### AIM
According to the article about the Solar Dynamics Observatory, on what date and from where was the observatory launched?

### DOCUMENT SECTION

At a press conference in Washington DC, researchers unveiled "First Light" images from NASA's Solar Dynamics Observatory, a space telescope designed to study the sun.
"SDO is working beautifully," reports project scientist Dean Pesnell of the Goddard Space Flight Center. "This is even better than we could have dreamed."
Launched on February 11th from Cape Canaveral, the observatory has spent the past two months moving into a geosynchronous orbit and activating its instruments. As soon as SDO's telescope doors opened, the spacecraft began beaming back scenes so beautiful and puzzlingly complex that even seasoned observers were stunned.
For instance, here is one of the first things SDO saw:
An erupting prominence observed by SDO on March 30, 2010. The 29 MB movie takes a while to download, but it is worth the wait.
Credit: SDO/AIA
"We've seen solar prominences before—but never quite like this," says Alan Title of Lockheed Martin, principal investigator of the Atmospheric Imaging Assembly (AIA), the observatory's main telescope array. "Some of my colleagues say they've learned new things about prominences just by watching this one movie."
SDO is the first mission of NASA's Living with a Star (LWS) program. The goal of LWS is to understand the sun as a magnetic variable star and to measure its impact on life and society on Earth. Program scientist Lika Guhathakurta of NASA headquarters envisions big things for the new observatory:
"SDO is our 'Hubble for the sun'," she says. "It promises to transform solar physics in the same way the Hubble Space Telescope has transformed astronomy and cosmology."

### DATA SHOWN
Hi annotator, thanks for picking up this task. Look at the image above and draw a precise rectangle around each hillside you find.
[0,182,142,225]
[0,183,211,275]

### REPLY TO THE EXERCISE
It was launched on February 11th from Cape Canaveral.